» **Lignes fournies**:
-.-.-

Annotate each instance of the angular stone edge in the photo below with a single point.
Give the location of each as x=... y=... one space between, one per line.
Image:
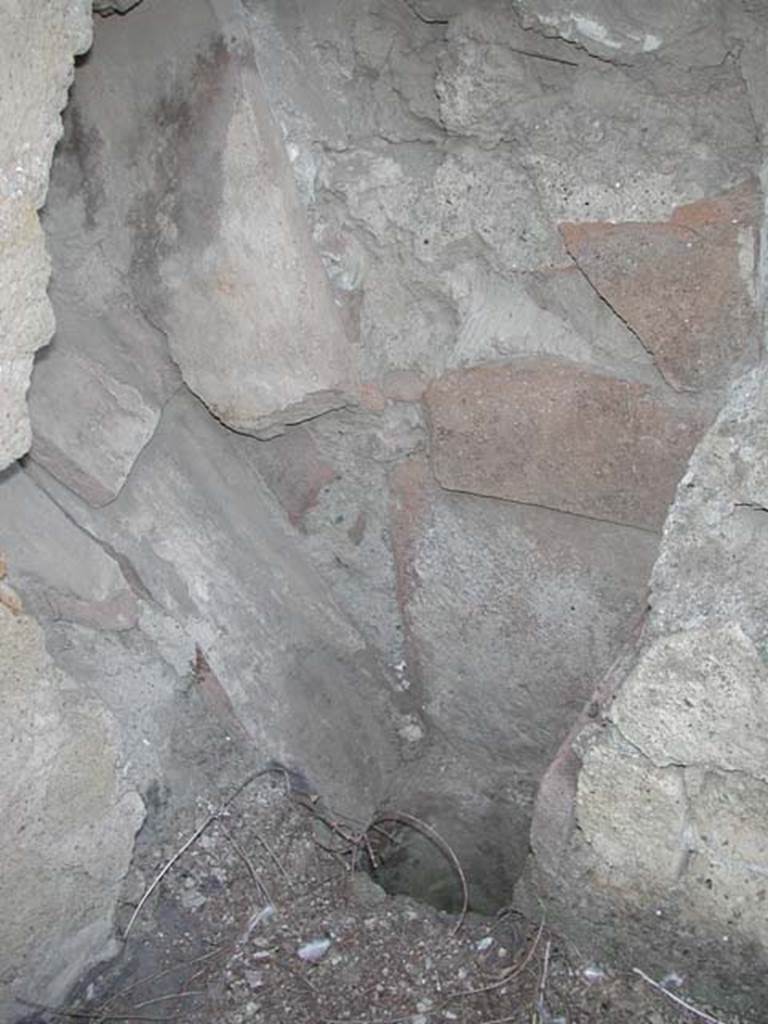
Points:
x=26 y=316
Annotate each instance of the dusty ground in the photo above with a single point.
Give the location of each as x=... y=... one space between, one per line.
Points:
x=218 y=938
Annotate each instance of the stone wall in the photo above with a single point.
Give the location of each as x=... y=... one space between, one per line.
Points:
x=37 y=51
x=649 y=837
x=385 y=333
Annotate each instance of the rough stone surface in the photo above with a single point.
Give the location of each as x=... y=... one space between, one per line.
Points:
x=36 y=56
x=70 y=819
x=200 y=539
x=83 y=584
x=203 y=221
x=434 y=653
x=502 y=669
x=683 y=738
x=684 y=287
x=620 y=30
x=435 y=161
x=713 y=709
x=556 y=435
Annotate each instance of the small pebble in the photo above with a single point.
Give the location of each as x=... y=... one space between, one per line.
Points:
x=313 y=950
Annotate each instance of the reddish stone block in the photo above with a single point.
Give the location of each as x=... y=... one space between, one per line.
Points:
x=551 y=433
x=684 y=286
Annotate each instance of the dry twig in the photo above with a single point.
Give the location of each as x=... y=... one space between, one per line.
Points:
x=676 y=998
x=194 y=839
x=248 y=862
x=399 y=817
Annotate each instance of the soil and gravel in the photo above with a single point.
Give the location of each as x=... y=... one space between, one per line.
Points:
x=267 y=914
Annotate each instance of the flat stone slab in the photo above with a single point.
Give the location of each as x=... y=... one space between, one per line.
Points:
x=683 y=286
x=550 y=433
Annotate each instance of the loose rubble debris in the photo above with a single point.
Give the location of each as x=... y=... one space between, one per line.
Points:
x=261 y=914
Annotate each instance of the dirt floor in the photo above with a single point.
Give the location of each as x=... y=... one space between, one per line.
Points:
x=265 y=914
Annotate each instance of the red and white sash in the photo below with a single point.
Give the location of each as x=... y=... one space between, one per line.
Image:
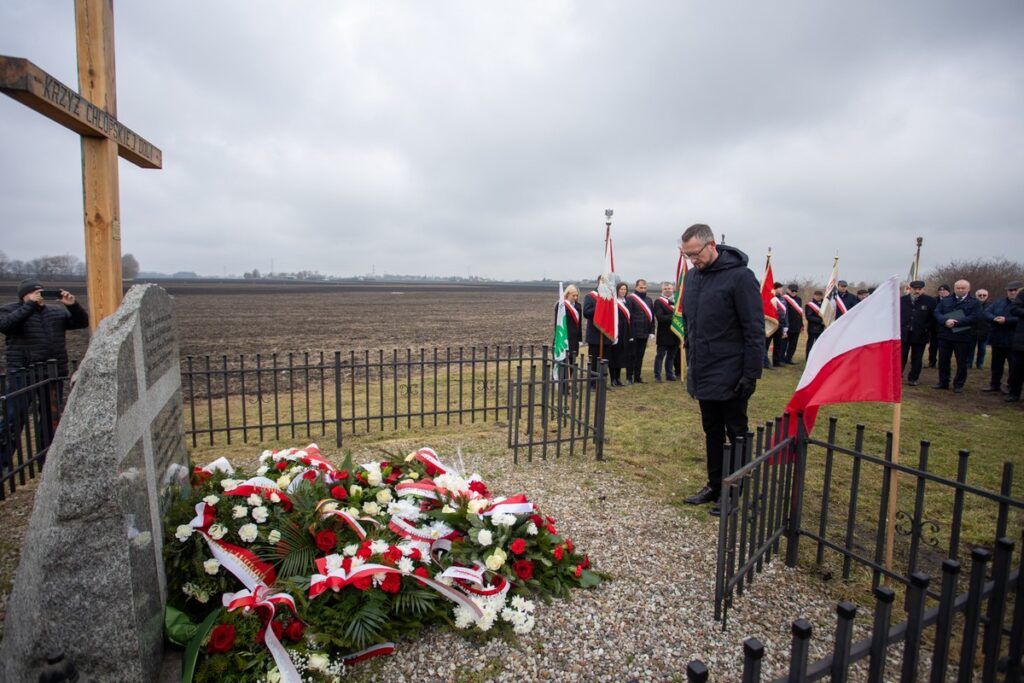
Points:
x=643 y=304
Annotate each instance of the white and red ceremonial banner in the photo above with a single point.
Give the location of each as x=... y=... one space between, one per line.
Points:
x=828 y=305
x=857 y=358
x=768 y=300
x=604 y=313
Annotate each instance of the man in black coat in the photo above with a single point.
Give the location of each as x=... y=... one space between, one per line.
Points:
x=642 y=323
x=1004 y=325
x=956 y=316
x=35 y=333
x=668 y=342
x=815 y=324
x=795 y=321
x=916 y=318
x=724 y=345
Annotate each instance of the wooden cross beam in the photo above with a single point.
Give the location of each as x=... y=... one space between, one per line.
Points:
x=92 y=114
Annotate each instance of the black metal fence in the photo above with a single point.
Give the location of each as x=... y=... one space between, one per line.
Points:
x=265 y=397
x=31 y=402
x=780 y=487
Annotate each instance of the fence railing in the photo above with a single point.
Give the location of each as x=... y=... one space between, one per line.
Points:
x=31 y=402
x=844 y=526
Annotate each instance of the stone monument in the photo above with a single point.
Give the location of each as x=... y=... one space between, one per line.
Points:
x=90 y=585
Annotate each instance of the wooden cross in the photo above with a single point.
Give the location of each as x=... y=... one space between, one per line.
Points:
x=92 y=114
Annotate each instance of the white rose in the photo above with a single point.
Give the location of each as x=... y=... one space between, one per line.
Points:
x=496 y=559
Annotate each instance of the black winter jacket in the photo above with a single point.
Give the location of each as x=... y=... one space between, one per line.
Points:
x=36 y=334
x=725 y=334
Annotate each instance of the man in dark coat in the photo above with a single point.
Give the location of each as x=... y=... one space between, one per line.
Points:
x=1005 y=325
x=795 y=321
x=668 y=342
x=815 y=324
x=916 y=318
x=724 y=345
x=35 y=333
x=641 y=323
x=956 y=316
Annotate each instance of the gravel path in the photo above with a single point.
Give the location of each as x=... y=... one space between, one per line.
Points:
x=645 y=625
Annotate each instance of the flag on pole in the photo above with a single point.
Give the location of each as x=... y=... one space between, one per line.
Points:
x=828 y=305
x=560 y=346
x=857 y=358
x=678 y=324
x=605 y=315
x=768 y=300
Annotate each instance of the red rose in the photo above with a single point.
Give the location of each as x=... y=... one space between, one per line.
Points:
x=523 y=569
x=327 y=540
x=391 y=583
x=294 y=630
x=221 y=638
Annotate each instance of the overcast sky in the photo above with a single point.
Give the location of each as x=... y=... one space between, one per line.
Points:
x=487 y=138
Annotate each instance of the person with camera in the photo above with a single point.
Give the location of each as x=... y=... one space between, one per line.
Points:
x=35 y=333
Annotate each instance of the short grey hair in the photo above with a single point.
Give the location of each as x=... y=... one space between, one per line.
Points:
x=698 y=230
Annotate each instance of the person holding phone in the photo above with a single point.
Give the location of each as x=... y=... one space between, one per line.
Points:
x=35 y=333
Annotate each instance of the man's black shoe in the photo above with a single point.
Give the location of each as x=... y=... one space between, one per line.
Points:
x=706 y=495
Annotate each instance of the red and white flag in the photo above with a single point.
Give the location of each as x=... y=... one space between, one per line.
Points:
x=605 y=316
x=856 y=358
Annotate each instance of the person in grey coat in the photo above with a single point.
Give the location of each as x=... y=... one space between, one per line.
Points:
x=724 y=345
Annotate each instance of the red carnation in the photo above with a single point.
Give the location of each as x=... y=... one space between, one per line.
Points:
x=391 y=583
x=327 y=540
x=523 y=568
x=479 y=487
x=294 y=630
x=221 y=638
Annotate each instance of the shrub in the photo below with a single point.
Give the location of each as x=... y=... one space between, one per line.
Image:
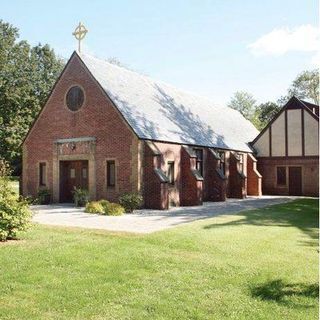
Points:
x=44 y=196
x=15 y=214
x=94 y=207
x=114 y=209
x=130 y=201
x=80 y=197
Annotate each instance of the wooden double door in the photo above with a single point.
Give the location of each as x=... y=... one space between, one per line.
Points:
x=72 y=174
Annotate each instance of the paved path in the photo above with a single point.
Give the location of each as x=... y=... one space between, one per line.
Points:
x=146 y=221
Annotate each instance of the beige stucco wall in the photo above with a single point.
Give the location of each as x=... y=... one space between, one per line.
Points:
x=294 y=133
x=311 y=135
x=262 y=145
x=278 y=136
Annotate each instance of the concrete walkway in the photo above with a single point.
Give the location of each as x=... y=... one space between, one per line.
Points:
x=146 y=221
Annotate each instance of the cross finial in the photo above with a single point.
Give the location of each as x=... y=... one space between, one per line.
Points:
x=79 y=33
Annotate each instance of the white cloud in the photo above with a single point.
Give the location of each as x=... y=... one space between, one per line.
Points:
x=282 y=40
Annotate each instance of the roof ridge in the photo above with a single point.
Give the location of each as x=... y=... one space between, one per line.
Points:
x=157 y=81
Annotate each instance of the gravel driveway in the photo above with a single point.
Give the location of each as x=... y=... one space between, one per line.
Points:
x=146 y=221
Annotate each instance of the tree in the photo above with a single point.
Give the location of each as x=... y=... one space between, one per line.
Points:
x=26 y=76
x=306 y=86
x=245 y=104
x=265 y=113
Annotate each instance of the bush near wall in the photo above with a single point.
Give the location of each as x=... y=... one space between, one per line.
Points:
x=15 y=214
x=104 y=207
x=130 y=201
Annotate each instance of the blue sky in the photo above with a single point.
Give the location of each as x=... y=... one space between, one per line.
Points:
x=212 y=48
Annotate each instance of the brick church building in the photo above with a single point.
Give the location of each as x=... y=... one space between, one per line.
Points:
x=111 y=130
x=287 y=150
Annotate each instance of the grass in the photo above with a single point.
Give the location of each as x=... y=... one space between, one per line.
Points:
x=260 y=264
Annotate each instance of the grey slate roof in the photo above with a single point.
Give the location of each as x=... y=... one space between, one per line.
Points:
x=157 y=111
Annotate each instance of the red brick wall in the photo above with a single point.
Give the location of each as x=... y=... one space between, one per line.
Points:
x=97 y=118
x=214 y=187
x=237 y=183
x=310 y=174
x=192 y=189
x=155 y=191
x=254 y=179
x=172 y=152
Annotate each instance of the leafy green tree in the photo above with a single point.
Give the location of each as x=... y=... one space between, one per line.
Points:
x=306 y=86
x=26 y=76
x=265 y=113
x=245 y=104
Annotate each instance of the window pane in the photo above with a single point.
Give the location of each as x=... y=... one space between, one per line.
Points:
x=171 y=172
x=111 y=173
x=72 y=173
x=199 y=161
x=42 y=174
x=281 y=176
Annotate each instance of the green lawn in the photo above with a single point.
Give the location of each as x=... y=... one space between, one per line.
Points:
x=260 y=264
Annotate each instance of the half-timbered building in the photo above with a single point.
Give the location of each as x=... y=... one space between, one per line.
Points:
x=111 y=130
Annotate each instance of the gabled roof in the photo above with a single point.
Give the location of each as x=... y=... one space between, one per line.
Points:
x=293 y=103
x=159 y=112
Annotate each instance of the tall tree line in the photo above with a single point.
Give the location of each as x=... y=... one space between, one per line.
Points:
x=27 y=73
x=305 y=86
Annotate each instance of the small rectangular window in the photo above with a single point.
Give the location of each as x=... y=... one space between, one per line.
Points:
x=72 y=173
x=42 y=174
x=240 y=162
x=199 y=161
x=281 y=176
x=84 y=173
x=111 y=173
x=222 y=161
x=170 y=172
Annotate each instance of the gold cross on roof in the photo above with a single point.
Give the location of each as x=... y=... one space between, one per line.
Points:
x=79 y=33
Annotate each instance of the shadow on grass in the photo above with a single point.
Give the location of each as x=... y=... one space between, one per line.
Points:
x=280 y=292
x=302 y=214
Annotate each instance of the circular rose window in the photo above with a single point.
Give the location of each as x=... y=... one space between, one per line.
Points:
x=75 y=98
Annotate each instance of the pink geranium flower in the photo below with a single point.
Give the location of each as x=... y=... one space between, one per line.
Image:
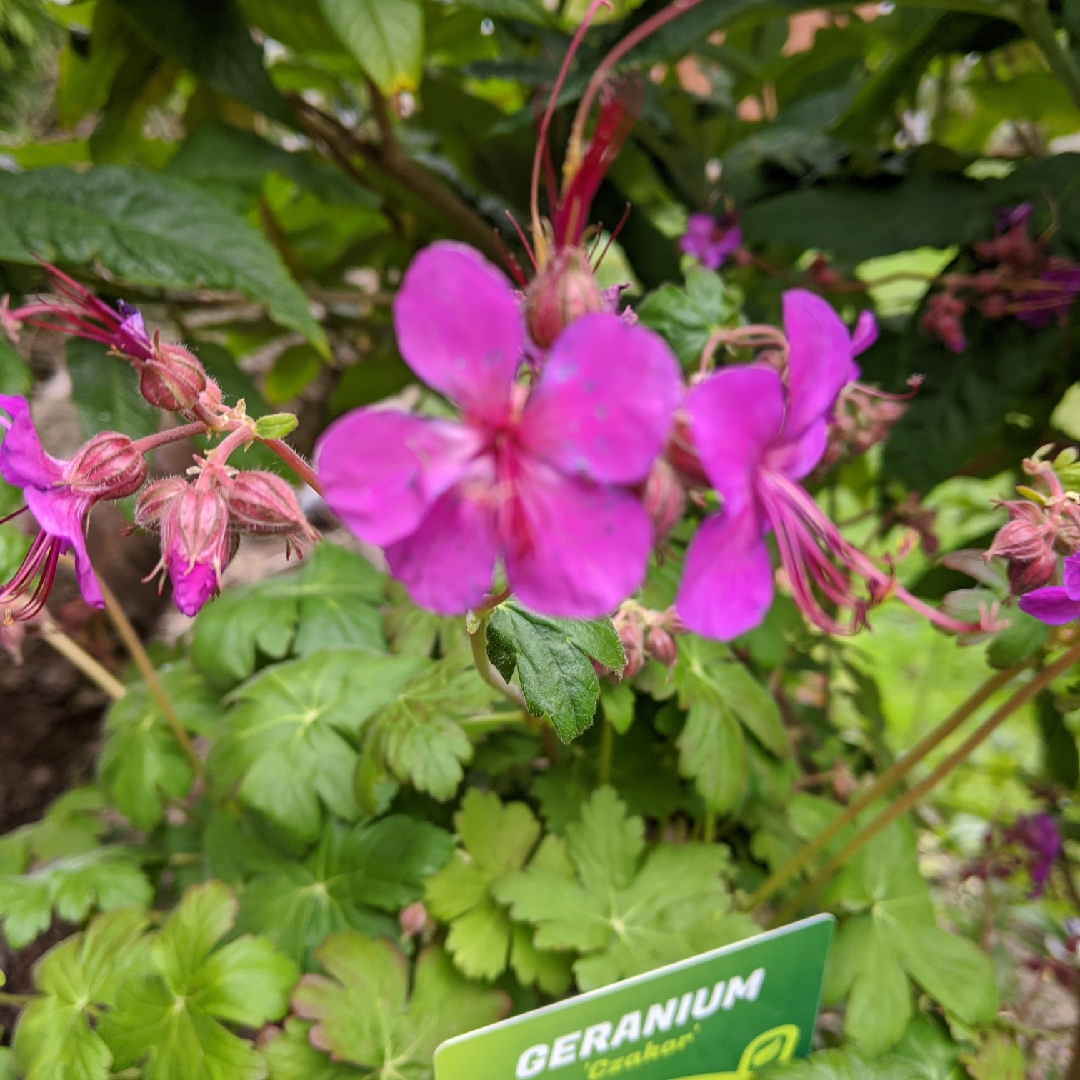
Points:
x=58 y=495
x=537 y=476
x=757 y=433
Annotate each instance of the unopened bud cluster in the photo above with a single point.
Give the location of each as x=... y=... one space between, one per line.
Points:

-.-.-

» **Vos consignes**: Recopiez à l'identique les lignes ci-dessus, de celle qui contient « Annotate each instance of the reddish » jusqu'à celle qui contient « x=604 y=313 » comprise, en laissant de côté les images.

» **Réponse**:
Annotate each instance of the reddish stone block in the photo above with a single point.
Give the location of each as x=... y=... one space between, one per line.
Points:
x=551 y=433
x=684 y=286
Annotate each instance of the dry twig in the photo above with a single point.
Give the location of each as x=... y=... one space between, one per line.
Points:
x=676 y=998
x=194 y=839
x=248 y=862
x=399 y=817
Annotate each instance of the soil and gravel in the photo above with a single point.
Give the location of each as x=... y=... one space between, one per line.
Points:
x=267 y=914
Annotate each instance of the flat stone slab in the photo above with a single point.
Give the location of each as x=... y=... one space between, one per line.
Points:
x=683 y=286
x=550 y=433
Annotate each instance of the loose rubble debris in the photo above with a single point.
Give the location of each as x=... y=... one space between, one per line.
Points:
x=261 y=914
Annotate each instance of the dirt floor in the photo above with a single point.
Give the location of each as x=... y=... one space between, one per line.
Points:
x=265 y=914
Annotate each instance of the red and white sash in the photo below with a single point.
Give the location of each as x=... y=... one space between, one per line.
Image:
Points:
x=643 y=304
Annotate each instance of the white and red ceremonial banner in the photo above with a single point.
Give the location of each as x=... y=... one space between, one per line.
Points:
x=828 y=305
x=857 y=358
x=768 y=300
x=604 y=313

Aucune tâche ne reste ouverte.